= Exercise details =
Write out, without alteration, the records from the line that contains "of the distant" through the end of the records, including both of those lines.

(Stored data entries)
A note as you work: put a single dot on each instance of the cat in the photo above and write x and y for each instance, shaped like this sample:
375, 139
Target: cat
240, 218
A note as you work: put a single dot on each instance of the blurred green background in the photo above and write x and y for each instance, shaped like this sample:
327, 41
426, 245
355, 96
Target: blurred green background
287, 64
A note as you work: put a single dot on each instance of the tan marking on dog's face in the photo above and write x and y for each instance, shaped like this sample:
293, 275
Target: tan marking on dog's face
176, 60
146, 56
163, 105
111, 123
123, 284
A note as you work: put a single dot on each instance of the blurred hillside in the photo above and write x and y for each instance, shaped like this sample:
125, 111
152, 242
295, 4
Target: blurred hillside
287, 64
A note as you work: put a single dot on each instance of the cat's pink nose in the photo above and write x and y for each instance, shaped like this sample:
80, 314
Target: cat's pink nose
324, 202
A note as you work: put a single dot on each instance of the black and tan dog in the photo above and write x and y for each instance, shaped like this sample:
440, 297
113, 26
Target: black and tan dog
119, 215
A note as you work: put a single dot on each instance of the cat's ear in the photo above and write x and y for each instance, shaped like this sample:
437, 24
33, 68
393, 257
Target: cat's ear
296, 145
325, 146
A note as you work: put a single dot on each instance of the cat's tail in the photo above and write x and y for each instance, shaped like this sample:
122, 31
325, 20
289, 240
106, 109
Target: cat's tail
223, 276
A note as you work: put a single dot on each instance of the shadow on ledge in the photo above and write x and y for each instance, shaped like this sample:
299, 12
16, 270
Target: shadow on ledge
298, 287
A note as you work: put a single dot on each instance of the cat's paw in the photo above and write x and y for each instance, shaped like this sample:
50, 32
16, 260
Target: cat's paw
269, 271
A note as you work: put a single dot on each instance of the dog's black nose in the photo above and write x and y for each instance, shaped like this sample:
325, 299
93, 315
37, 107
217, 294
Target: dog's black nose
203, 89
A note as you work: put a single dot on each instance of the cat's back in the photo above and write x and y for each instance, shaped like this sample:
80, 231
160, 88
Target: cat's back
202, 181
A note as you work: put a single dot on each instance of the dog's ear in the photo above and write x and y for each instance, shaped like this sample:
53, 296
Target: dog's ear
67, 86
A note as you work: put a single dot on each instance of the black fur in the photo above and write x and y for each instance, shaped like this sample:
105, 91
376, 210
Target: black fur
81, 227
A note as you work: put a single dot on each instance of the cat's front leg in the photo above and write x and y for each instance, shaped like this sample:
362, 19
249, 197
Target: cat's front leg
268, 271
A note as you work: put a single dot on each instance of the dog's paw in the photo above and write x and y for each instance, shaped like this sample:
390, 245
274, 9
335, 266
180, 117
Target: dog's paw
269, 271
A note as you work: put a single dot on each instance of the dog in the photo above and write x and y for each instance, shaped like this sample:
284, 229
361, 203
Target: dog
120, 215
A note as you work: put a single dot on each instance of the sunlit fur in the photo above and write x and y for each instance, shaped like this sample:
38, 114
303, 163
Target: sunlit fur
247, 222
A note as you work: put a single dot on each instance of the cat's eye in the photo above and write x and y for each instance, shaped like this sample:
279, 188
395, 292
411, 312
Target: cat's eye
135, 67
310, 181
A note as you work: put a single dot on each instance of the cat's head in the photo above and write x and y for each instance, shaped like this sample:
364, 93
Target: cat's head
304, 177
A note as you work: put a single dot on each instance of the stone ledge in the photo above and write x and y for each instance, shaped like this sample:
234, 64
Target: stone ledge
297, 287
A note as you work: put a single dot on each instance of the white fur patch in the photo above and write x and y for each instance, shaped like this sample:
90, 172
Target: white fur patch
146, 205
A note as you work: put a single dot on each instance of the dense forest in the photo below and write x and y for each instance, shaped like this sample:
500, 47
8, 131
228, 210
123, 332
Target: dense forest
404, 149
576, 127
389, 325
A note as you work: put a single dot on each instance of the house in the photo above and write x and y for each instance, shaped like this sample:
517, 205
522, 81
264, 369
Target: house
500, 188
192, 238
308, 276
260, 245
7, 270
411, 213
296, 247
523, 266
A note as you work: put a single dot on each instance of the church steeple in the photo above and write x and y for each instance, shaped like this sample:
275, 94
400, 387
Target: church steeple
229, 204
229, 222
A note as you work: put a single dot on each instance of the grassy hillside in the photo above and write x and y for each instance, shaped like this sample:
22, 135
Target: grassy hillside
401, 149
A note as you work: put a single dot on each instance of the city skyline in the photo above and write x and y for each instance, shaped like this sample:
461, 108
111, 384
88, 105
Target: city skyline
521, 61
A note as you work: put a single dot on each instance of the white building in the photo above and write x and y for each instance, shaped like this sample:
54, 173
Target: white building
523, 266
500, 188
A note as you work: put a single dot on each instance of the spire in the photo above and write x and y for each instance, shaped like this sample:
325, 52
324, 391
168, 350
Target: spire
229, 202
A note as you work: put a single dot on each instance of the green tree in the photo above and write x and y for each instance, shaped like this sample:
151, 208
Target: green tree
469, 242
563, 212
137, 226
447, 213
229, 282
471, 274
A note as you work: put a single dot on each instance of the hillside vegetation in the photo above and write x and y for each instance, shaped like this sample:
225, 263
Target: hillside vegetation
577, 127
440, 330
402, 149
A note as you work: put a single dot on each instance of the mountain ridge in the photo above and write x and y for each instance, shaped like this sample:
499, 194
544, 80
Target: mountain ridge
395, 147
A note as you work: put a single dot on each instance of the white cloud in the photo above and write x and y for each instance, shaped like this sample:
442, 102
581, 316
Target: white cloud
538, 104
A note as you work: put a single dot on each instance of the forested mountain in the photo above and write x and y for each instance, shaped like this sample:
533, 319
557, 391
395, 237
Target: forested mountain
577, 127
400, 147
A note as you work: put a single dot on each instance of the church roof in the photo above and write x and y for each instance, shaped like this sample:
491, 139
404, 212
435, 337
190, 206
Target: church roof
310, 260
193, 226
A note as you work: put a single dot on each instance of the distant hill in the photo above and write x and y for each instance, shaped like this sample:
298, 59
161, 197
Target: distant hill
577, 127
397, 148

= Problem solution =
A note as you work: put a single dot on each instance of the distant hill in the photo above and write x and y for each instance, shaped like this sample:
298, 59
161, 197
Target: distant hill
577, 127
397, 148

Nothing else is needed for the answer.